Copy every record below, exactly as written.

___ Extracted material

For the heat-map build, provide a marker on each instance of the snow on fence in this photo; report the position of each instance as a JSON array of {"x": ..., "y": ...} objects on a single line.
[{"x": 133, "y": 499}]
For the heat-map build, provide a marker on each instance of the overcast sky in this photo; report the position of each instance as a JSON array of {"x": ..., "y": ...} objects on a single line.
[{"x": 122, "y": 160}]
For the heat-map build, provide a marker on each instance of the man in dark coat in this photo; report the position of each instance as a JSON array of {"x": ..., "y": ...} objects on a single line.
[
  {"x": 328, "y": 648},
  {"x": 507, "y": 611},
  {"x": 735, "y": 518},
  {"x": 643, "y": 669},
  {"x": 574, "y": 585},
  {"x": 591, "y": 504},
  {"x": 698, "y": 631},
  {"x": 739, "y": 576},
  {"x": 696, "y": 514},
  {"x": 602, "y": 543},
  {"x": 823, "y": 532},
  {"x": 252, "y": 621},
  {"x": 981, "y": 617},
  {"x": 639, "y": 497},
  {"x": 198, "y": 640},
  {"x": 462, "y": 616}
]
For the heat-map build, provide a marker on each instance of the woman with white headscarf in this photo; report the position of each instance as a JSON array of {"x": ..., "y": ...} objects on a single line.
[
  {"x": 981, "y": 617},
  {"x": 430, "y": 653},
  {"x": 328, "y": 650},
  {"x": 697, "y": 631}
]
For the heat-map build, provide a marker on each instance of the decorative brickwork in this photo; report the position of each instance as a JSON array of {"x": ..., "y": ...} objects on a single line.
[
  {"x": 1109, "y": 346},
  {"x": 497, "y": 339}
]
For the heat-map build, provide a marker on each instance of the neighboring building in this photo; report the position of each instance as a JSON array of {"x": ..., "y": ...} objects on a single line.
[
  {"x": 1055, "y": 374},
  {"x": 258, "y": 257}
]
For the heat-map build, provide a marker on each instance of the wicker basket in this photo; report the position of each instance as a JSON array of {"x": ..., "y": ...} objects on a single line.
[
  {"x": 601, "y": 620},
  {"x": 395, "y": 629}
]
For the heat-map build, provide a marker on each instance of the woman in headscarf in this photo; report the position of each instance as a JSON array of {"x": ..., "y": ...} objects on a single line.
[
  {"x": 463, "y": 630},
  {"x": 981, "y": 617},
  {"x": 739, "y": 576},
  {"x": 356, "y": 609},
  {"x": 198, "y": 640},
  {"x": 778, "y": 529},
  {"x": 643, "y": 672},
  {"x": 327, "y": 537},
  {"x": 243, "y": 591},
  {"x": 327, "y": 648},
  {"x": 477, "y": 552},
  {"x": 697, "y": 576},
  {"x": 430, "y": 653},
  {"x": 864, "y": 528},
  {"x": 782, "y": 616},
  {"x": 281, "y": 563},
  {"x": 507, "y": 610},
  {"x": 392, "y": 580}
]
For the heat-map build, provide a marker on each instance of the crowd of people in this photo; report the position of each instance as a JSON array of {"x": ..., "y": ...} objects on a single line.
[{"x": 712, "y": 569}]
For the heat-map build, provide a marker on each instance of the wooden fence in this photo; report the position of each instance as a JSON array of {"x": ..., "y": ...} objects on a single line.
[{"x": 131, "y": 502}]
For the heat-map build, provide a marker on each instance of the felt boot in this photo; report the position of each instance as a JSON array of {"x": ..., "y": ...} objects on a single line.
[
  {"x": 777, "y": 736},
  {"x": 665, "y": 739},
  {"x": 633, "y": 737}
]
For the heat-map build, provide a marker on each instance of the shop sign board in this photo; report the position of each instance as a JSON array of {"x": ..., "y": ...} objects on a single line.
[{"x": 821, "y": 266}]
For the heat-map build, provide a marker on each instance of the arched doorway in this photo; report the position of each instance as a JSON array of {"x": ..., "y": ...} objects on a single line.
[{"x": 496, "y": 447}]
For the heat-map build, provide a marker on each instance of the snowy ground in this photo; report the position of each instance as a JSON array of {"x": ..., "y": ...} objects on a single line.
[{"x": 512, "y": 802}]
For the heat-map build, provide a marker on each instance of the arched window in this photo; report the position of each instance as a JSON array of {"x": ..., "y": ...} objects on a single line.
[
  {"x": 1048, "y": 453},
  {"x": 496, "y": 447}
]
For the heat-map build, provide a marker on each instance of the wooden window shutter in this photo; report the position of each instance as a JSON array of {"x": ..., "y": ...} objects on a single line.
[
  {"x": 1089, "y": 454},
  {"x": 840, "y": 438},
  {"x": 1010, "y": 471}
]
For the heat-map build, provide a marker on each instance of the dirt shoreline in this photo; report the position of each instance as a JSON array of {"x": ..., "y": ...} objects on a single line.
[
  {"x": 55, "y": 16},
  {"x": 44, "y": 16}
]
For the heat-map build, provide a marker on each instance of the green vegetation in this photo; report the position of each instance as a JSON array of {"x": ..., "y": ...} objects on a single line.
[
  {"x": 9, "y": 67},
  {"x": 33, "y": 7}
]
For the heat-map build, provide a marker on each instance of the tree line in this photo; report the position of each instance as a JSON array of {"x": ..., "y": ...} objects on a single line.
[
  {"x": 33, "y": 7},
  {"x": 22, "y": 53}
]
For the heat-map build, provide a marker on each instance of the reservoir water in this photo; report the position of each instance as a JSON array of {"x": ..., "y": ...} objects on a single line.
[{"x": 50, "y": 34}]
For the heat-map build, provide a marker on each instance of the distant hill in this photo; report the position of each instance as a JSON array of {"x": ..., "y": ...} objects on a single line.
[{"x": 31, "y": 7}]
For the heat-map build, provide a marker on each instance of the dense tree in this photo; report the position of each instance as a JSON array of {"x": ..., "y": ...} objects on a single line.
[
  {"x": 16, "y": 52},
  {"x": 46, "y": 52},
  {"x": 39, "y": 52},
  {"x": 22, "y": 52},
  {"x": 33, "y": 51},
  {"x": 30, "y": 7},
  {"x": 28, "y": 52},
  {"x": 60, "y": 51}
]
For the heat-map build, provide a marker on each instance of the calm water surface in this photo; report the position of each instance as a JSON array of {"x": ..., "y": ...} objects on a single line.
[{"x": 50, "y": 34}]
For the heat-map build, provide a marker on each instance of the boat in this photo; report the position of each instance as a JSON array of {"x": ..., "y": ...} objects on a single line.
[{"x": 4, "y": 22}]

______

Output for this task:
For the heat-map build, provide a marker on each instance of the snow on fence in this photo; report the position of each instance as a JSON array of {"x": ..., "y": ...} objects on a single line.
[{"x": 133, "y": 499}]
For the heat-map build, provide a marker on each instance of the overcast sky in this photo; report the position of each instance as a JSON array of {"x": ..., "y": ...} objects on a single line.
[{"x": 122, "y": 160}]
For the heat-map build, provide a marker on each instance of the man in dark coat in this photo; report the position of each instance as a JSON array of {"x": ..., "y": ...} objects on a single line.
[
  {"x": 328, "y": 648},
  {"x": 507, "y": 611},
  {"x": 735, "y": 518},
  {"x": 643, "y": 669},
  {"x": 574, "y": 585},
  {"x": 591, "y": 504},
  {"x": 698, "y": 631},
  {"x": 739, "y": 576},
  {"x": 696, "y": 514},
  {"x": 602, "y": 543},
  {"x": 823, "y": 532},
  {"x": 252, "y": 621},
  {"x": 981, "y": 617},
  {"x": 639, "y": 497},
  {"x": 198, "y": 640},
  {"x": 462, "y": 616}
]
For the heat-map build, provide a marker on each instance of the woman with white headscarf in this photo; report the position of each instance as a JSON array of {"x": ..., "y": ...} objects on a single line.
[
  {"x": 981, "y": 617},
  {"x": 430, "y": 653},
  {"x": 328, "y": 650},
  {"x": 697, "y": 631}
]
For the heat-map build, provide a marker on each instance of the decorative brickwork in this photo; report the position of each instance as a JSON array of {"x": ..., "y": ...} objects on a single line.
[
  {"x": 1109, "y": 346},
  {"x": 497, "y": 339}
]
For the heat-map build, provide a marker on each instance of the neighboring building in this photo; report the position of each instance as a JSON array of {"x": ..., "y": ...} objects on a single line.
[
  {"x": 1055, "y": 374},
  {"x": 258, "y": 257}
]
For the heat-map build, provide a marker on each instance of the wicker basket in this photo; report the position of each instance as a JSON array of {"x": ..., "y": ...} objects on a single line.
[
  {"x": 601, "y": 620},
  {"x": 395, "y": 629}
]
For the heat-map build, provide a marker on each instance of the woman in headscarf in this photo; report the position of each instance as a JSON array of {"x": ..., "y": ...} objects on a single line.
[
  {"x": 463, "y": 630},
  {"x": 981, "y": 617},
  {"x": 739, "y": 576},
  {"x": 356, "y": 609},
  {"x": 198, "y": 640},
  {"x": 778, "y": 529},
  {"x": 643, "y": 672},
  {"x": 327, "y": 537},
  {"x": 243, "y": 591},
  {"x": 327, "y": 648},
  {"x": 477, "y": 552},
  {"x": 697, "y": 576},
  {"x": 430, "y": 653},
  {"x": 864, "y": 528},
  {"x": 782, "y": 616},
  {"x": 281, "y": 563},
  {"x": 507, "y": 610},
  {"x": 392, "y": 580}
]
For the heat-map build, provide a marker on each instance of the crowd of people in this photo; report the position of each instance as a JSON array of {"x": ..., "y": ...} objects on a single line.
[{"x": 712, "y": 569}]
For the heat-map build, provide a marker on each instance of the wooden fence in this photo; report the position of each instance as a JSON array of {"x": ..., "y": ...} objects on a single line.
[{"x": 131, "y": 502}]
For the heat-map build, provide a marker on each instance of the felt boot in this photo; report the position of each instance as a JSON array of {"x": ..., "y": ...} objects on a single line.
[
  {"x": 777, "y": 736},
  {"x": 665, "y": 739},
  {"x": 633, "y": 737}
]
For the heat-map build, provide a marker on each instance of the shop sign board in this photo; report the position of each instance as a JSON array of {"x": ..., "y": ...} objects on a single line.
[{"x": 821, "y": 266}]
For the heat-map build, provide a marker on each instance of the arched doorway in this photo; report the position of each instance as a JSON array of {"x": ..., "y": ...} objects on a single line.
[{"x": 496, "y": 447}]
For the heat-map build, provide a marker on each instance of the snowy ground in this photo; report the position of each instance as a JSON array of {"x": ..., "y": ...} objects on a single line.
[{"x": 512, "y": 802}]
For the heat-map build, provide a marker on each instance of the arched window in this photo; report the position of each instance as a JSON array of {"x": ..., "y": ...} objects on a single line.
[
  {"x": 1048, "y": 453},
  {"x": 496, "y": 447}
]
For the heat-map build, provide a marker on each instance of the wooden window shutter in this photo; report the position of each instance as a JSON array of {"x": ..., "y": ...} objects on a single line.
[
  {"x": 1089, "y": 454},
  {"x": 840, "y": 438},
  {"x": 1010, "y": 471}
]
For the heat-map build, provide a marker on each instance of the dirt shoreline in this photo; report the position of each instance as a JSON array of {"x": ..., "y": ...} objects on a single line.
[
  {"x": 55, "y": 16},
  {"x": 44, "y": 16}
]
For the heat-map build, provide a marker on each instance of the green vegetation in this photo; report the position of each instance as a JSON array of {"x": ..., "y": ...} objects on a single line.
[
  {"x": 9, "y": 67},
  {"x": 33, "y": 7}
]
For the heat-map build, provide a marker on each instance of the tree line in this photo; report the position of each instance as a JSON array of {"x": ..., "y": ...} objects on a single line.
[
  {"x": 33, "y": 7},
  {"x": 22, "y": 53}
]
For the heat-map build, provide a marker on each instance of the reservoir water in this photo; report the position of each instance as a JSON array of {"x": ..., "y": ...} objects on a single line.
[{"x": 50, "y": 34}]
For the heat-map build, provide a marker on each instance of the distant hill in this photo; report the position of each instance as a JSON array of {"x": ..., "y": ...} objects on a single line.
[{"x": 31, "y": 7}]
For the heat-map build, provide a marker on each instance of the dense tree in this photo; report the position of each instance as a JSON array of {"x": ..., "y": ...} objects on a single line.
[
  {"x": 16, "y": 52},
  {"x": 46, "y": 52},
  {"x": 39, "y": 52},
  {"x": 22, "y": 52},
  {"x": 33, "y": 51},
  {"x": 30, "y": 7},
  {"x": 28, "y": 52},
  {"x": 60, "y": 51}
]
For the heat-map build, provide a marker on each instance of the calm water surface in this photo; report the position of each instance as a JSON array of {"x": ..., "y": ...} objects on a single line.
[{"x": 50, "y": 34}]
For the heat-map build, provide a marker on each instance of the boat in this photo; report the position of each instance as a JSON array of {"x": ..., "y": ...} objects on a single line.
[{"x": 4, "y": 22}]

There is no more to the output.